=== Begin Enclosure ===

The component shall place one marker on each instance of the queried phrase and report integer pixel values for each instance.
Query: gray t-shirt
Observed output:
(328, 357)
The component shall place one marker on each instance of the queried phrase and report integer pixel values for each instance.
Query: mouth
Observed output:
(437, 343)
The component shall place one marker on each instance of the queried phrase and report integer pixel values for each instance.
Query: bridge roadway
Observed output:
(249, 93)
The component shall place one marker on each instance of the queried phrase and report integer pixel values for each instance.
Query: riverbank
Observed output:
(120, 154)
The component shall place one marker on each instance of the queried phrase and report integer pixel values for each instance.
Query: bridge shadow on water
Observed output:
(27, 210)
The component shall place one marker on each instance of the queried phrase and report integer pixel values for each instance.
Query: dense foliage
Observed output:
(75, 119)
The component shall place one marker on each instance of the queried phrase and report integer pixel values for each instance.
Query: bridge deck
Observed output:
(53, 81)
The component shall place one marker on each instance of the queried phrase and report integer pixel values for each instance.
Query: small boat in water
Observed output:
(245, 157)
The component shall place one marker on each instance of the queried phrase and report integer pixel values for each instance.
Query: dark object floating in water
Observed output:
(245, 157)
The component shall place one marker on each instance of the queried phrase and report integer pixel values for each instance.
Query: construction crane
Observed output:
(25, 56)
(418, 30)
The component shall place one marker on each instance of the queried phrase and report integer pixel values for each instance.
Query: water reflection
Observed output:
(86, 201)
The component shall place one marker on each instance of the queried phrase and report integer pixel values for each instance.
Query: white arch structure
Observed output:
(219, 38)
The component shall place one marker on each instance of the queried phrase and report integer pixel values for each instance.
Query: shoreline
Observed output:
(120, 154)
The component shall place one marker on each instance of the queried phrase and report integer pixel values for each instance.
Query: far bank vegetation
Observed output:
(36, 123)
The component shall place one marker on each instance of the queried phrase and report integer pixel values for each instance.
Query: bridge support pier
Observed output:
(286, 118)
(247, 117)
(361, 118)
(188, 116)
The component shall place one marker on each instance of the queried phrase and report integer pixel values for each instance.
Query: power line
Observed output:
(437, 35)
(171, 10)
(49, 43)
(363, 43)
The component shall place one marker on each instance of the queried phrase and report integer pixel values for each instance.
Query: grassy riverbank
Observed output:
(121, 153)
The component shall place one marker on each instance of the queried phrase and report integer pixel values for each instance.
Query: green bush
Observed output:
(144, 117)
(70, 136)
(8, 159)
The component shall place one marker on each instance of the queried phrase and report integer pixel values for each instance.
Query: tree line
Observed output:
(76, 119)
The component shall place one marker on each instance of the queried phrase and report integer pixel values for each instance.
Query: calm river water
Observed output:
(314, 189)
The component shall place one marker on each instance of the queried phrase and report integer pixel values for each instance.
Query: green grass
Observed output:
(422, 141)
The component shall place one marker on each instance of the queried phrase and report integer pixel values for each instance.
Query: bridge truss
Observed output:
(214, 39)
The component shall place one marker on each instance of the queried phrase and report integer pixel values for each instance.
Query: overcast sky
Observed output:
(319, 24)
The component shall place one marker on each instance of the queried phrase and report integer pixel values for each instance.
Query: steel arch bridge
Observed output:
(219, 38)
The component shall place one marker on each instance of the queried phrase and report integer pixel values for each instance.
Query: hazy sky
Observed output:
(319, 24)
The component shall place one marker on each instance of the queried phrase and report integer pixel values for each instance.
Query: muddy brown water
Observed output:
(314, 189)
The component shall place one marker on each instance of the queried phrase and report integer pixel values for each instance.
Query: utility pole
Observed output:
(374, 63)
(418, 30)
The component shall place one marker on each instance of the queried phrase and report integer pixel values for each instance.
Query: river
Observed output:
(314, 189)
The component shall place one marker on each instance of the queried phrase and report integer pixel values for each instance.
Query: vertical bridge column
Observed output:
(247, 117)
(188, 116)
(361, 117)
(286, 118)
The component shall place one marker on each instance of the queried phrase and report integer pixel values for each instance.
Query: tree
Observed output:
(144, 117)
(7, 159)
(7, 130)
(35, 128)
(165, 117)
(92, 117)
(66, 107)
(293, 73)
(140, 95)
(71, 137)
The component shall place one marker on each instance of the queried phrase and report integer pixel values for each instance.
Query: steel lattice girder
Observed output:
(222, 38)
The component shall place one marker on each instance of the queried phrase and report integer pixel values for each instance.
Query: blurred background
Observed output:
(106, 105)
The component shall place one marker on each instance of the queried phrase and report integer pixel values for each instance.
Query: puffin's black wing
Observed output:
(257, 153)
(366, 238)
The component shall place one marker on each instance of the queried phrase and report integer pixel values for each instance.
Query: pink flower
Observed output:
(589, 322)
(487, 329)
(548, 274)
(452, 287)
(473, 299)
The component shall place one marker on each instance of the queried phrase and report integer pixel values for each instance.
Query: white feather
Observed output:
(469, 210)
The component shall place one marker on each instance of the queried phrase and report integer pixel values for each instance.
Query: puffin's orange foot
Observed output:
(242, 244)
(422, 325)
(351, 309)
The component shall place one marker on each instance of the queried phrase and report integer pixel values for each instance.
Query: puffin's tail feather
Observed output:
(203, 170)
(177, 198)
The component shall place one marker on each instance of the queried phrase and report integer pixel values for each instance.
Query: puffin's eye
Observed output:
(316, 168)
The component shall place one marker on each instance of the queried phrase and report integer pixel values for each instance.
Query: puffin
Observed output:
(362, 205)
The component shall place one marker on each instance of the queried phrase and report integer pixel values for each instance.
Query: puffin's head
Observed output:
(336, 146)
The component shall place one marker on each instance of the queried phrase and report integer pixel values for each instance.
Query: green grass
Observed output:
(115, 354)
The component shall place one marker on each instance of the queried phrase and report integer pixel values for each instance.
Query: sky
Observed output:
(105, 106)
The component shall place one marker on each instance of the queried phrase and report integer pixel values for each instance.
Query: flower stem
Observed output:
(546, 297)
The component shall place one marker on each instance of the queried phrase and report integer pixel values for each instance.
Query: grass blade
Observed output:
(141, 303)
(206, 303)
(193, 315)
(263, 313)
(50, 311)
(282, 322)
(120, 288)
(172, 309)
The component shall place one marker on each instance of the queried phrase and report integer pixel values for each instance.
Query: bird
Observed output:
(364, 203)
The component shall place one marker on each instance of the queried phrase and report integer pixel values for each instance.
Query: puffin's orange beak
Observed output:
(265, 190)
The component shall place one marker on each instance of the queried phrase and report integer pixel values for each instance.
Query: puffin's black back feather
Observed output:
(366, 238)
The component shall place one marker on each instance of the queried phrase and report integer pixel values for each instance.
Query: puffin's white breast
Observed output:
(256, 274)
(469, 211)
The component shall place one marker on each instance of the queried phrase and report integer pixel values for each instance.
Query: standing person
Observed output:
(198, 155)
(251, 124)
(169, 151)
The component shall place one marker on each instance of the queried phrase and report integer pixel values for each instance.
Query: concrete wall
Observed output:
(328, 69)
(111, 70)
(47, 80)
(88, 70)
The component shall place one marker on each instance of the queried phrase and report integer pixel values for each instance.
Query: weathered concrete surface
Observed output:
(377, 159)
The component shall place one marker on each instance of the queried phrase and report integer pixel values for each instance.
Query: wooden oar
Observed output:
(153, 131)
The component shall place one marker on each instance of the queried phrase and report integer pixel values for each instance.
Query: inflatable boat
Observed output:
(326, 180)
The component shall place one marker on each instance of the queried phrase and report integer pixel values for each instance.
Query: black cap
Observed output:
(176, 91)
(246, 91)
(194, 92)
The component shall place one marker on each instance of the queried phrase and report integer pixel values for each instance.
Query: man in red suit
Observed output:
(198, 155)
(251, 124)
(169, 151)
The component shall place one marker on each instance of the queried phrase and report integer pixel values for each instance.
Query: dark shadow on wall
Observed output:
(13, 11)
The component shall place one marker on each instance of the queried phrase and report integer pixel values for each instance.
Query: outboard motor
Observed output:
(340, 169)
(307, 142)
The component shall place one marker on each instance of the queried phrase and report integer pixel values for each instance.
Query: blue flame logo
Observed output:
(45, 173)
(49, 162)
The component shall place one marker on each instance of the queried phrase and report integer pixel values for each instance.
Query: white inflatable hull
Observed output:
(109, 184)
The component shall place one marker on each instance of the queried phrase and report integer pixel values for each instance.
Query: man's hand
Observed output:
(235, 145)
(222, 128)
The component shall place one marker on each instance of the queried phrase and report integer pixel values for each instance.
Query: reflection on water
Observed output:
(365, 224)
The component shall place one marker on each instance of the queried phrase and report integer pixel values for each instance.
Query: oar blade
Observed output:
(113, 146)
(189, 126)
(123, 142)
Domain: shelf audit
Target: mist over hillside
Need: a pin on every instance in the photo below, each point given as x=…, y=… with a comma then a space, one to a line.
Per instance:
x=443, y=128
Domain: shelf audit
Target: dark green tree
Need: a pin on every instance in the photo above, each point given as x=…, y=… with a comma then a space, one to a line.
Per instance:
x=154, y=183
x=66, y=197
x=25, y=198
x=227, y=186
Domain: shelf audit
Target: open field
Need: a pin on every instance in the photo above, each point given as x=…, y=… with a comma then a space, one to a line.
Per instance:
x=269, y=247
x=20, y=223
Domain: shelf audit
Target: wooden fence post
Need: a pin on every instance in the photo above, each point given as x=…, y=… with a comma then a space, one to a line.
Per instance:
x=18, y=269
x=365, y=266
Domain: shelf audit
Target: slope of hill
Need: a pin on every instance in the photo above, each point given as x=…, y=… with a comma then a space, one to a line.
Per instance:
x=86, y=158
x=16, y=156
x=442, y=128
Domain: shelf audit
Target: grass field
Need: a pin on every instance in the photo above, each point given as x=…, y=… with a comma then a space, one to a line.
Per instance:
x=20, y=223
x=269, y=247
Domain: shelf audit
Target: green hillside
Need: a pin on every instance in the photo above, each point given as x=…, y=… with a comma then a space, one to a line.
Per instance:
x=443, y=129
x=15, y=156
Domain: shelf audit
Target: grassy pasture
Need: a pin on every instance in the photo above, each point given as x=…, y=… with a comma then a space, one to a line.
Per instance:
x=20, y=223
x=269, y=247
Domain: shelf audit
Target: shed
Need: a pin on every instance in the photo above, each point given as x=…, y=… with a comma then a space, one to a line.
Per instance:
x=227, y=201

=== End Enclosure ===

### REQUIRED ACTION
Write out each line above containing "puffin".

### EXERCISE RESULT
Query: puffin's black wing
Query: puffin's orange foot
Query: puffin's tail feather
Query: puffin's eye
Query: puffin
Query: puffin's head
Query: puffin's orange beak
Query: puffin's black back feather
Query: puffin's white breast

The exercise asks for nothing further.